The Acidification Of Oceans
By Marianne de Nazareth
16 December, 2009
Immediate and substantial reductions in green house gas emissions are needed to reduce the impacts of climate change on the oceans.. These impacts including warming ocean temperatures sea level rise, ocean acidification and changing ocean currents will lead to major shifts in the diversity abundance and distribution of life in the ocean.
Globally, millions of people are already being impacted by these physical and biological changes through shifts in fisheries, increased coastal flooding , erosion from storms and loss of livelihoods dependant on the oceans. Most critically coastal and small island communities are home to many of the worlds most vulnerable communities and these people are being impacted most severely.
The Secretariat of the Convention on Biological Diversity released a major study, Scientific Synthesis of the Impacts of Ocean Acidification on Marine Biological Diversity. The launch of the study, which was prepared in collaboration with the UNEP World Conservation Monitoring Centre (UNEP-WCMC), is a major event to mark Oceans Day during the current climate change negotiations in Copenhagen and highlights the direct link between climate change, ocean health, and human well-being. According to the study, seas and oceans absorb approximately one quarter of the carbon dioxide emitted to the atmosphere from the burning of fossil fuels, deforestation, and other human activities. As more and more carbon dioxide (CO2) has been emitted into the atmosphere, the oceans have absorbed greater amounts at increasingly rapid rates. Without this level of absorption by the oceans, atmospheric CO2 levels would be significantly higher than at present and the effects of global climate change would be more marked. However, the absorption of atmospheric CO2 has resulted in changes to the chemical balance of the oceans, causing them to become more acidic. It is predicted that by 2050, ocean acidity could increase by 150%. This dramatic increase is 100 times faster than any change in acidity experienced in the marine environment over the last 20 million years, giving little time for evolutionary adaptation within biological systems.

**Problem description**: According to the article on ocean acidification, by how much could ocean acidity increase by 2050? The data after this point are separate material, unconnected to the article.

**Information supplied**:
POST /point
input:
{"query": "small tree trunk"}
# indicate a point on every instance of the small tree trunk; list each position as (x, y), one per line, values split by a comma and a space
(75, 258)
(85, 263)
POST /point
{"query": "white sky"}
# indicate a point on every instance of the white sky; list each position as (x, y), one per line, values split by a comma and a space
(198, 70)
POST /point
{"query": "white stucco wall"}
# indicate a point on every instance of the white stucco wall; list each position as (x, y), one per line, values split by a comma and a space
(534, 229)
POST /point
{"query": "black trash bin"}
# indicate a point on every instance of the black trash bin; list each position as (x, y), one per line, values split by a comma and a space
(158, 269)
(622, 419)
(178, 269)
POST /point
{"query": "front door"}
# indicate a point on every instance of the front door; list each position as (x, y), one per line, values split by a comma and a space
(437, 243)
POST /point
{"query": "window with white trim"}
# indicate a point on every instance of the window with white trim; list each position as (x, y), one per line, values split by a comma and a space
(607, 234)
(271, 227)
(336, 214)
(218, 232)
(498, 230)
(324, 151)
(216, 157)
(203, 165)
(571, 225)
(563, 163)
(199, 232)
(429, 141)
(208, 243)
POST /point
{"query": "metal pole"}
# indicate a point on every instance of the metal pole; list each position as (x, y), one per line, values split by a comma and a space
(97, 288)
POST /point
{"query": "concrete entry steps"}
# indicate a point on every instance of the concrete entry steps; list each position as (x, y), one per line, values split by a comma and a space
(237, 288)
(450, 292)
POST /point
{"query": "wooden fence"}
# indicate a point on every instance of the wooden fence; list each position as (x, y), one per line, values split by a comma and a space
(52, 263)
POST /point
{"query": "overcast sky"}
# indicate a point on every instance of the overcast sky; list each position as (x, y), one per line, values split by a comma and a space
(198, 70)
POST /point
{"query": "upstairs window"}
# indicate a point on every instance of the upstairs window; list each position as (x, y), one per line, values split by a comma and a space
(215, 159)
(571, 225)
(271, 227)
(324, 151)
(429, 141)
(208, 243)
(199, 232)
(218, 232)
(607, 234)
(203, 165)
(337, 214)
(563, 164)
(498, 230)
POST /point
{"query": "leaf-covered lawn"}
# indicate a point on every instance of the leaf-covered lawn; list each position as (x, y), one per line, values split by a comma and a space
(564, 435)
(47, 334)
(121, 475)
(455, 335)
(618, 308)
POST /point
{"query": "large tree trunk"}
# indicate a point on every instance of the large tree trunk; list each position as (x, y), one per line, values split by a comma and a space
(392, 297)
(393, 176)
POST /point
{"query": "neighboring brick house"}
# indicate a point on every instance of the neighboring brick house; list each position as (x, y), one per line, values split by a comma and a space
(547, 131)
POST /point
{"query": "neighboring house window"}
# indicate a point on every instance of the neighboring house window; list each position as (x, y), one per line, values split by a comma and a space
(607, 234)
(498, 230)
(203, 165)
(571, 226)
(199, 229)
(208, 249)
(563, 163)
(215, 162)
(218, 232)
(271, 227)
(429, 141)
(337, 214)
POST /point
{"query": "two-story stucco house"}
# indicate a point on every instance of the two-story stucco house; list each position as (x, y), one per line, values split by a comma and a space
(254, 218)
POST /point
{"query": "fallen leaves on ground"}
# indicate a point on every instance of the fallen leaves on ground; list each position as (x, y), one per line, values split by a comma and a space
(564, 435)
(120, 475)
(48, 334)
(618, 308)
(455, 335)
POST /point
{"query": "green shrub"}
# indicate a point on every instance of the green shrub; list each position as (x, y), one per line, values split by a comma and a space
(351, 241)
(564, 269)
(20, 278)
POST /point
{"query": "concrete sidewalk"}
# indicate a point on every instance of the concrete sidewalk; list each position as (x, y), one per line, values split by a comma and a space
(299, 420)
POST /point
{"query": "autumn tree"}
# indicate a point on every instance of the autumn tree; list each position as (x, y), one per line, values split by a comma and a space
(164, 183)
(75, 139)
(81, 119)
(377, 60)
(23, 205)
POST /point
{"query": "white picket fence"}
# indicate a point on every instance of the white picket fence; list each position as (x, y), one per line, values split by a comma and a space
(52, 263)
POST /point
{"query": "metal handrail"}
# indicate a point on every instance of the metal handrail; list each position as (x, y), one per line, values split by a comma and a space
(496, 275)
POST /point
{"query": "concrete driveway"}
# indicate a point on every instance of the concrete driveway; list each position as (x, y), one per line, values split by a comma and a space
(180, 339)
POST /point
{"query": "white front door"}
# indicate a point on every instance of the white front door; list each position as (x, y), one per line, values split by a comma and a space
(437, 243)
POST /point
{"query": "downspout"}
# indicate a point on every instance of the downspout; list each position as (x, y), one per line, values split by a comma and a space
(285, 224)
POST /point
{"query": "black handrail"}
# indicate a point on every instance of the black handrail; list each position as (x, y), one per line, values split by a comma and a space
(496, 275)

**Task result**: By 150%.